Repeat the records below exactly, leaving out every picture.
___ Supplied data ___
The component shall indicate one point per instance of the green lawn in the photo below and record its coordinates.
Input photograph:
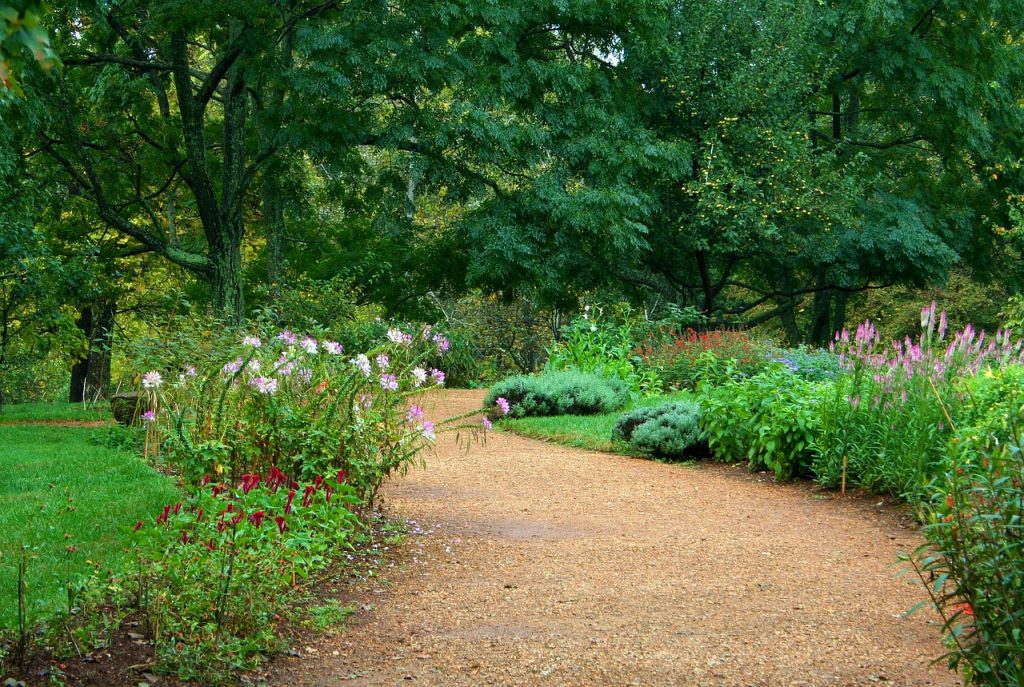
(583, 431)
(70, 412)
(53, 482)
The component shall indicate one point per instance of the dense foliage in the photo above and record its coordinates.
(559, 393)
(669, 430)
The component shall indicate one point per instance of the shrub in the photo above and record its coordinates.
(212, 570)
(669, 430)
(890, 416)
(814, 366)
(772, 419)
(276, 398)
(559, 393)
(602, 347)
(973, 564)
(676, 355)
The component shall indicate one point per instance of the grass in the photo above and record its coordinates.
(584, 431)
(60, 412)
(57, 490)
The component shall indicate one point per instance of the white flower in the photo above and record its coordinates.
(421, 376)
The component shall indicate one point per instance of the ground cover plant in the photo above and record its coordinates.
(585, 431)
(51, 412)
(283, 441)
(56, 500)
(669, 430)
(565, 392)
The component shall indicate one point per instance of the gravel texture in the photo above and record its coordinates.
(534, 564)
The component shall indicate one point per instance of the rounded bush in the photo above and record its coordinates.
(559, 393)
(668, 431)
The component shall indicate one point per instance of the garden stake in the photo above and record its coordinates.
(843, 487)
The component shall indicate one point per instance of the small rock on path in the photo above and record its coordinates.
(536, 564)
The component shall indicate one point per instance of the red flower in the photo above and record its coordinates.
(249, 482)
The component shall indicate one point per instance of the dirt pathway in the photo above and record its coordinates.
(532, 564)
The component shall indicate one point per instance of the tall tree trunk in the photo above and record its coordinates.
(80, 369)
(820, 308)
(273, 228)
(839, 313)
(788, 314)
(90, 375)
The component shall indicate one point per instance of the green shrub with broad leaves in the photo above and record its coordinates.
(973, 564)
(771, 420)
(559, 393)
(605, 347)
(669, 430)
(886, 426)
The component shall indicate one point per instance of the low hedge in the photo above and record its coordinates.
(670, 430)
(559, 393)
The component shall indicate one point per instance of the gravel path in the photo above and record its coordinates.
(534, 564)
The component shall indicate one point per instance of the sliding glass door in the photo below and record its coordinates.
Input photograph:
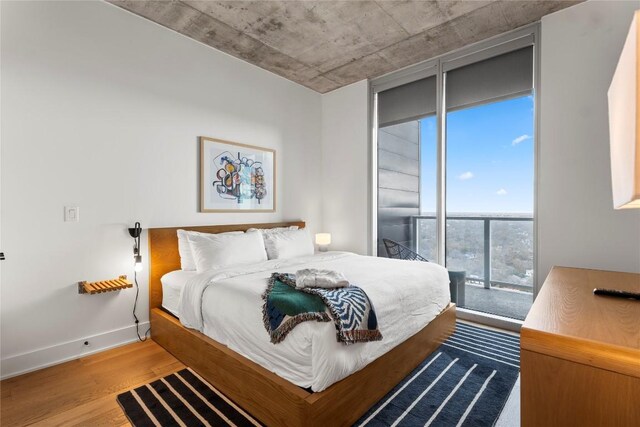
(456, 169)
(406, 163)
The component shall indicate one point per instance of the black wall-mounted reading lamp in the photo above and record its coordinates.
(135, 232)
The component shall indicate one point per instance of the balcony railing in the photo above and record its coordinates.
(487, 281)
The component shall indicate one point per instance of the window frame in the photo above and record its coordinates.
(513, 40)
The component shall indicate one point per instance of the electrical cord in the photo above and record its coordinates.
(135, 317)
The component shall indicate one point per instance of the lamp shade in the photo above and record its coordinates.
(624, 122)
(323, 239)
___
[Correct answer]
The component shall indicate one point per instance of the green lawn in the photo below and record its coordinates.
Input photograph:
(583, 431)
(70, 412)
(53, 482)
The component shall indicate one point per instance of the dense foliage in the photo above and record its coordinates.
(559, 393)
(669, 430)
The component shall indicate one point per instance of the shrub in the photo above and record its coordinates.
(212, 570)
(669, 430)
(890, 416)
(814, 366)
(772, 419)
(276, 398)
(559, 393)
(602, 347)
(973, 564)
(676, 355)
The component shall indicate one point per instance of the grass in the photo above and record its coordinates.
(584, 431)
(60, 412)
(57, 490)
The component shall indicate one point per instance of the white flower in the photo above and record its coordinates.
(421, 376)
The component shall indicate one point per instance of the ground cover plant in the photo above and record its coordinates.
(585, 431)
(51, 412)
(283, 441)
(56, 500)
(669, 430)
(565, 392)
The component shall indicate one point per instance of the gravel texture in the photo above and record its coordinates.
(534, 564)
The component shall indicate one point per instance of the rounded bush in the photo above and record its coordinates.
(559, 393)
(668, 431)
The component shall indicate one point per instance of the garden stake in the photo above and record its coordinates.
(843, 487)
The component shall indicate one point per instance of the small rock on path in the photo above and record its coordinates.
(536, 564)
The component shall indicate one point per instance of the red flower in the photo above and record its coordinates.
(249, 482)
The component shall indicate one point per instance of the dirt pathway in the photo above and record its coordinates.
(532, 564)
The component shall indicate one point per instance of the tall tree trunk in the photo above and record its coordinates.
(80, 369)
(820, 308)
(273, 228)
(839, 313)
(788, 314)
(90, 375)
The component shall indicate one point per instance of the green shrub with broad leaves in the photo above and record its coordinates.
(973, 564)
(771, 420)
(559, 393)
(605, 347)
(669, 430)
(886, 426)
The component shall indicate one point per instance of the low hedge in the photo above and record its coordinates.
(670, 430)
(559, 393)
The component shall indicate one point per instance of the gravel path in the photo above and record its coordinates.
(534, 564)
The component shall indicate one point per instance of the sliding glass door in the photo below and record its coordinates.
Input photograph:
(456, 169)
(406, 163)
The component shall indicate one point per instance of the black wall-mounted reading lamp in the photo above and record its coordinates.
(135, 232)
The component shall indicate one point per instance of the balcony railing in the photo above and record its coordinates.
(487, 281)
The component shall indicate one point per instance of the window frame in the photo above and record its coordinates.
(513, 40)
The component shall indicate one point per instance of the electrical cord in the photo above and record its coordinates.
(135, 317)
The component shall indicate one point per instance of the lamp shade in the photo above and record its coordinates.
(624, 122)
(323, 239)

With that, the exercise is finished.